» TEXT

━━━━━━━━━━━━━━━━━━━━

Industry stalwart Citrix is going private. The remote desktop pioneer is being acquired by Vista Equity Partners and Evergreen Coast Capital for $16.5 billion. The move will combine Citrix with another part of the Vista portfolio, Tibco. The plan is to continue to do business under the Citrix name but provide “complete, secure, and optimized infrastructure for application delivery”.
Just when you thought Blackberry was dead for real, the shambling ghost of patents past have risen from the grave to start a whole new horror story. Blackberry has sold their non-core patent assets to Catapult IP Innovations for $600 million. What does Catapult do? It’s a special purpose vehicle that was formed to buy the Blackberry patents. Catapult could be considered a “non-practicing entity”, which is an industry term for a company that doesn’t make money from selling things but instead through defending their patent portfolio. Apple has been sued by Blackberry in the past and industry experts are cautious that this sale could represent a new round of lawsuits.
Chinese regulators have finally approved the AMD deal to purchase Xilinx. The deal has been on hold as China has worked to approve the proposed merger, valued at nearly $35 billion in stock transactions. The industry had been wary at the approach because China had sunk a previous deal between Qualcomm and NXP, as we covered here on the Rundown, as well as being seen to be negative on the NVIDIA/ARM deal which was torpedoed last month by the UK. China was accused of slow-walking their approval and the delay also means that AMD must refile paperwork to complete the deal before the end of Q1 2022. Stephen, you’ve been a big proponent of this deal. Does this mean that we’re finally going to see AMD pick up the FPGA giant?
Although we don’t focus on financials, it’s hard to deny the power of Intel and AMD to IT practitioners. Last week saw quarterly financial announcements from both Intel (Jan 26) and AMD (Feb 1) that help us see where things are going, at least in the short term. Although Intel’s performance was strong, they warned of a dip in expected sales and higher investment expenses in R&D. AMD was much sunnier, beating expectations again and guiding sales growth for the year. What does this tell us about server and cloud in 2022?

━━━━━━━━━━━━━━━━━━━━

» REQUIRED TASK A
Copy the news text from "Although we don’t" up to and including "cloud in 2022?", putting "revenue" wherever "sales" appears.
The text and the records come from unrelated sources.

━━━━━━━━━━━━━━━━━━━━

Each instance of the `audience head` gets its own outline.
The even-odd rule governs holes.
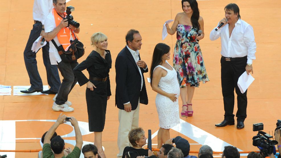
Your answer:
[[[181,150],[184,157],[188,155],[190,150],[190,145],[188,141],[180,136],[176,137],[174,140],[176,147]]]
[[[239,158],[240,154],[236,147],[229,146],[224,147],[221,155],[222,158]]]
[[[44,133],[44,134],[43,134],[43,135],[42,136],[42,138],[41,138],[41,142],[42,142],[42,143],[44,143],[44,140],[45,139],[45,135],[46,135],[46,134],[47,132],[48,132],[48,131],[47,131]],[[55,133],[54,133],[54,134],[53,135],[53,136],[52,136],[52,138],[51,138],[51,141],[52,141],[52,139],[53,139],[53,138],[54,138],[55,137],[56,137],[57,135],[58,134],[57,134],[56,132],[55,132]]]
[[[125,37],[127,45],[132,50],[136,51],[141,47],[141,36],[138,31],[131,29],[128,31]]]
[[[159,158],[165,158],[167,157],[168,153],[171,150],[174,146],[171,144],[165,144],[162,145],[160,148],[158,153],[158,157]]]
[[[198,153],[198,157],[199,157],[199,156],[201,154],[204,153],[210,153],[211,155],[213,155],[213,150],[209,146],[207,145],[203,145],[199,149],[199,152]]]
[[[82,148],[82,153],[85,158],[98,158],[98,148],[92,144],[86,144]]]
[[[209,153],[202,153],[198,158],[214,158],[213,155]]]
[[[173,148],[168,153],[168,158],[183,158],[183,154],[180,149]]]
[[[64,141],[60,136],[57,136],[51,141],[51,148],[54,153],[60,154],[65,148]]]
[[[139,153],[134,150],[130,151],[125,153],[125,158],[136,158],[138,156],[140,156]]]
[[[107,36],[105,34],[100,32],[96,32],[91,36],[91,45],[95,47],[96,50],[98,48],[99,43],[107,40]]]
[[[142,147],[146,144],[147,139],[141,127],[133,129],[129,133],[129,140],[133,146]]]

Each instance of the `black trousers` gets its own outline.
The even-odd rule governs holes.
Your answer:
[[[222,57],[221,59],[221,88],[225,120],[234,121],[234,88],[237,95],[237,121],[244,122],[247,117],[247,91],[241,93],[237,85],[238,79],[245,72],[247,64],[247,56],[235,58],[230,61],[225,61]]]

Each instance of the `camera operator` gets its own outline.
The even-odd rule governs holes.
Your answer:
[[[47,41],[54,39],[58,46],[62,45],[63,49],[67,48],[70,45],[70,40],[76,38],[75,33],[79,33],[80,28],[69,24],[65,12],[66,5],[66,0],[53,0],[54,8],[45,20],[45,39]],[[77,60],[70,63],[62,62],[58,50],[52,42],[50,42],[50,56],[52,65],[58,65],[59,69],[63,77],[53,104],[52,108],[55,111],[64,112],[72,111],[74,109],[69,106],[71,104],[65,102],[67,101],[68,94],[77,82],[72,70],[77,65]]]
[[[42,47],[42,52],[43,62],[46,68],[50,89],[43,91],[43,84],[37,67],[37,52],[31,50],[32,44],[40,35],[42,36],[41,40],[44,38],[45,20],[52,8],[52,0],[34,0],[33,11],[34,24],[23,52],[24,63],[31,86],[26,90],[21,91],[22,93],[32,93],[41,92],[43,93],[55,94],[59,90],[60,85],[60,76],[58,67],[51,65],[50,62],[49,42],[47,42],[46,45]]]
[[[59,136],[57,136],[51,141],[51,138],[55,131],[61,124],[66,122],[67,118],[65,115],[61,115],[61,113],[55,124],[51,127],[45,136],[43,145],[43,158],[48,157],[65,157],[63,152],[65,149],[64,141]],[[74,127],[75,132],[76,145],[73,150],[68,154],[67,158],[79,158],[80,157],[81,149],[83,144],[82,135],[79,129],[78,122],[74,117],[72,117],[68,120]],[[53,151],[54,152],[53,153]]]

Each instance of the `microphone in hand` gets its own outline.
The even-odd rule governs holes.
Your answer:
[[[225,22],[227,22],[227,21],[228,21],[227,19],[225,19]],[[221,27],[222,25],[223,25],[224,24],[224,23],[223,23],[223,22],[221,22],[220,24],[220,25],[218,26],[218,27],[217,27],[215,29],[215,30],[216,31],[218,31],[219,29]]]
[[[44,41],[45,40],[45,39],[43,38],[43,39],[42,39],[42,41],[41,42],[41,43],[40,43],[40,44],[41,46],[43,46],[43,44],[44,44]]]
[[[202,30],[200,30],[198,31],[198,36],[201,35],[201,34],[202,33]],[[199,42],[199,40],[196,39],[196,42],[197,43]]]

━━━━━━━━━━━━━━━━━━━━

» REQUIRED TASK B
Count the lines of the records that contain the string "instance" and reply with that number alone.

» FULL ANSWER A
Although we don’t focus on financials, it’s hard to deny the power of Intel and AMD to IT practitioners. Last week saw quarterly financial announcements from both Intel (Jan 26) and AMD (Feb 1) that help us see where things are going, at least in the short term. Although Intel’s performance was strong, they warned of a dip in expected revenue and higher investment expenses in R&D. AMD was much sunnier, beating expectations again and guiding revenue growth for the year. What does this tell us about server and cloud in 2022?

» FULL ANSWER B
4